SET PROBLEM =>
Reproduce the following material word for word, every line in its original order.

STORED ROWS =>
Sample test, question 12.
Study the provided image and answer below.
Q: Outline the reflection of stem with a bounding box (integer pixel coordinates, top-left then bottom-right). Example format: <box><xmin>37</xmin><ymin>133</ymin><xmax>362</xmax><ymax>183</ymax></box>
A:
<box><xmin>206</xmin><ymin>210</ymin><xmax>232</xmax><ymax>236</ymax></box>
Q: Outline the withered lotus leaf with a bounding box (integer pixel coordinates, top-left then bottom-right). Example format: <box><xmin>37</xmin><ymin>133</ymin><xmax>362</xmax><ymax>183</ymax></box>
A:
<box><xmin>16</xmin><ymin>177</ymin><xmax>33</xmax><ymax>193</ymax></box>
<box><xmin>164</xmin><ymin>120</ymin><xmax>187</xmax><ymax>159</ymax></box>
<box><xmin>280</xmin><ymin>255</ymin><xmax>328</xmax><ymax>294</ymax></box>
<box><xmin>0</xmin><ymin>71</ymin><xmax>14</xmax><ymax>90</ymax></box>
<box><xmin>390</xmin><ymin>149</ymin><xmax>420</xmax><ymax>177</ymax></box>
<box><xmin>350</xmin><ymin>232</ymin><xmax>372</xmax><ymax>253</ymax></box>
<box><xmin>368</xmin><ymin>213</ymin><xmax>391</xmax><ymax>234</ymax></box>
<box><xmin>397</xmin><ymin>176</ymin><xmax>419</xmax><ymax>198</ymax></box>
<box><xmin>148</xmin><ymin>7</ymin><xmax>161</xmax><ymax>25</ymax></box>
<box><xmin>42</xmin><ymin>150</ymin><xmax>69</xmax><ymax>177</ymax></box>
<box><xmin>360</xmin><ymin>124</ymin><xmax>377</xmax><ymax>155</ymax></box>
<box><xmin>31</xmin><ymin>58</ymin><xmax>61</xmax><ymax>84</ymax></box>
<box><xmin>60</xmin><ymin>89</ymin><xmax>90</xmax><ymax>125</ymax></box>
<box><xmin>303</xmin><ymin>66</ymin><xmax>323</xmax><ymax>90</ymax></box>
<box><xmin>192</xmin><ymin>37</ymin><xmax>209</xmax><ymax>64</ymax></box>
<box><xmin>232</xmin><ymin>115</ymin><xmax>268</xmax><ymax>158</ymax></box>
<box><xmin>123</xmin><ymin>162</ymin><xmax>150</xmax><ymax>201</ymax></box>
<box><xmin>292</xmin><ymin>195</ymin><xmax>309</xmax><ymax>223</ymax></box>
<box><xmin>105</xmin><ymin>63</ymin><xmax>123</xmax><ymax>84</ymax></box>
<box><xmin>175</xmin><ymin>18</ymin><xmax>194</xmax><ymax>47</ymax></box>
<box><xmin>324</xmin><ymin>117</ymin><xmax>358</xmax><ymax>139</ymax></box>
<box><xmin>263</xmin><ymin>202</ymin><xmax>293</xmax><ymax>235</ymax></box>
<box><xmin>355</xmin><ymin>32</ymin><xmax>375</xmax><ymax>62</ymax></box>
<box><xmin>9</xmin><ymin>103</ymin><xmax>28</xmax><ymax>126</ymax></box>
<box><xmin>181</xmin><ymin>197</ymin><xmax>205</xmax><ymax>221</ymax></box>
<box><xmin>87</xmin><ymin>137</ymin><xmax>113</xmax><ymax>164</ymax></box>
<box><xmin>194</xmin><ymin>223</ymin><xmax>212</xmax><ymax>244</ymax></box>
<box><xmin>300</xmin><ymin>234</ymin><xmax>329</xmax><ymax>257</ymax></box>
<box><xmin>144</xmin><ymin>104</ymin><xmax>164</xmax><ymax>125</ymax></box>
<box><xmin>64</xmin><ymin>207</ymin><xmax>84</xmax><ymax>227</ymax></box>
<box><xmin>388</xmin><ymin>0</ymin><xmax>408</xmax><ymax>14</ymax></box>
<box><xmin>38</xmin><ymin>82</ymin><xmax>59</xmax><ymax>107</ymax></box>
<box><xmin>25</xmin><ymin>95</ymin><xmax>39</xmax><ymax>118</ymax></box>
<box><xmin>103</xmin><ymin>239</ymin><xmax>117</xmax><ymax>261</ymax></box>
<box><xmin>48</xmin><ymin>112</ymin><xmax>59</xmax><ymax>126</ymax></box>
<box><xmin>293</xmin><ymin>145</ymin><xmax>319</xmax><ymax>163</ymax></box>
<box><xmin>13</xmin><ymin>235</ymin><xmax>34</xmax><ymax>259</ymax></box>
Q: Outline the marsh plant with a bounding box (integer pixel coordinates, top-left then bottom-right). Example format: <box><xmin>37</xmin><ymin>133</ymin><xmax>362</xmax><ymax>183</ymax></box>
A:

EXPECTED ANSWER =>
Sample test, question 12.
Study the provided image and answer below.
Q: Outline the reflection of stem with a bounding box (integer pixel coordinates, top-left then bottom-right). Example format: <box><xmin>37</xmin><ymin>133</ymin><xmax>362</xmax><ymax>183</ymax></box>
A:
<box><xmin>206</xmin><ymin>210</ymin><xmax>232</xmax><ymax>236</ymax></box>
Q: Outline the withered lotus leaf with a bounding box (integer pixel coordinates, top-left then bottom-right). Example format: <box><xmin>37</xmin><ymin>133</ymin><xmax>362</xmax><ymax>183</ymax></box>
A:
<box><xmin>16</xmin><ymin>177</ymin><xmax>33</xmax><ymax>193</ymax></box>
<box><xmin>164</xmin><ymin>120</ymin><xmax>187</xmax><ymax>159</ymax></box>
<box><xmin>280</xmin><ymin>255</ymin><xmax>328</xmax><ymax>294</ymax></box>
<box><xmin>0</xmin><ymin>71</ymin><xmax>14</xmax><ymax>90</ymax></box>
<box><xmin>390</xmin><ymin>149</ymin><xmax>420</xmax><ymax>177</ymax></box>
<box><xmin>350</xmin><ymin>232</ymin><xmax>372</xmax><ymax>253</ymax></box>
<box><xmin>368</xmin><ymin>213</ymin><xmax>391</xmax><ymax>234</ymax></box>
<box><xmin>397</xmin><ymin>176</ymin><xmax>419</xmax><ymax>198</ymax></box>
<box><xmin>148</xmin><ymin>7</ymin><xmax>161</xmax><ymax>25</ymax></box>
<box><xmin>42</xmin><ymin>150</ymin><xmax>69</xmax><ymax>177</ymax></box>
<box><xmin>360</xmin><ymin>124</ymin><xmax>377</xmax><ymax>155</ymax></box>
<box><xmin>31</xmin><ymin>58</ymin><xmax>61</xmax><ymax>84</ymax></box>
<box><xmin>60</xmin><ymin>89</ymin><xmax>90</xmax><ymax>125</ymax></box>
<box><xmin>303</xmin><ymin>66</ymin><xmax>323</xmax><ymax>90</ymax></box>
<box><xmin>192</xmin><ymin>37</ymin><xmax>209</xmax><ymax>64</ymax></box>
<box><xmin>232</xmin><ymin>115</ymin><xmax>268</xmax><ymax>158</ymax></box>
<box><xmin>123</xmin><ymin>162</ymin><xmax>150</xmax><ymax>201</ymax></box>
<box><xmin>292</xmin><ymin>195</ymin><xmax>309</xmax><ymax>223</ymax></box>
<box><xmin>105</xmin><ymin>63</ymin><xmax>123</xmax><ymax>84</ymax></box>
<box><xmin>175</xmin><ymin>18</ymin><xmax>194</xmax><ymax>47</ymax></box>
<box><xmin>324</xmin><ymin>117</ymin><xmax>358</xmax><ymax>139</ymax></box>
<box><xmin>263</xmin><ymin>202</ymin><xmax>293</xmax><ymax>235</ymax></box>
<box><xmin>355</xmin><ymin>32</ymin><xmax>375</xmax><ymax>62</ymax></box>
<box><xmin>9</xmin><ymin>103</ymin><xmax>28</xmax><ymax>126</ymax></box>
<box><xmin>181</xmin><ymin>197</ymin><xmax>205</xmax><ymax>221</ymax></box>
<box><xmin>87</xmin><ymin>137</ymin><xmax>113</xmax><ymax>164</ymax></box>
<box><xmin>194</xmin><ymin>223</ymin><xmax>212</xmax><ymax>244</ymax></box>
<box><xmin>300</xmin><ymin>234</ymin><xmax>329</xmax><ymax>257</ymax></box>
<box><xmin>144</xmin><ymin>104</ymin><xmax>164</xmax><ymax>125</ymax></box>
<box><xmin>64</xmin><ymin>207</ymin><xmax>84</xmax><ymax>227</ymax></box>
<box><xmin>388</xmin><ymin>0</ymin><xmax>408</xmax><ymax>14</ymax></box>
<box><xmin>38</xmin><ymin>82</ymin><xmax>59</xmax><ymax>107</ymax></box>
<box><xmin>25</xmin><ymin>95</ymin><xmax>39</xmax><ymax>118</ymax></box>
<box><xmin>103</xmin><ymin>239</ymin><xmax>117</xmax><ymax>261</ymax></box>
<box><xmin>48</xmin><ymin>112</ymin><xmax>59</xmax><ymax>126</ymax></box>
<box><xmin>293</xmin><ymin>145</ymin><xmax>319</xmax><ymax>163</ymax></box>
<box><xmin>13</xmin><ymin>235</ymin><xmax>34</xmax><ymax>259</ymax></box>
Q: Outline the marsh plant with a bounding box (integer pixel coordinates, top-left then bottom-right). Example format: <box><xmin>37</xmin><ymin>133</ymin><xmax>362</xmax><ymax>183</ymax></box>
A:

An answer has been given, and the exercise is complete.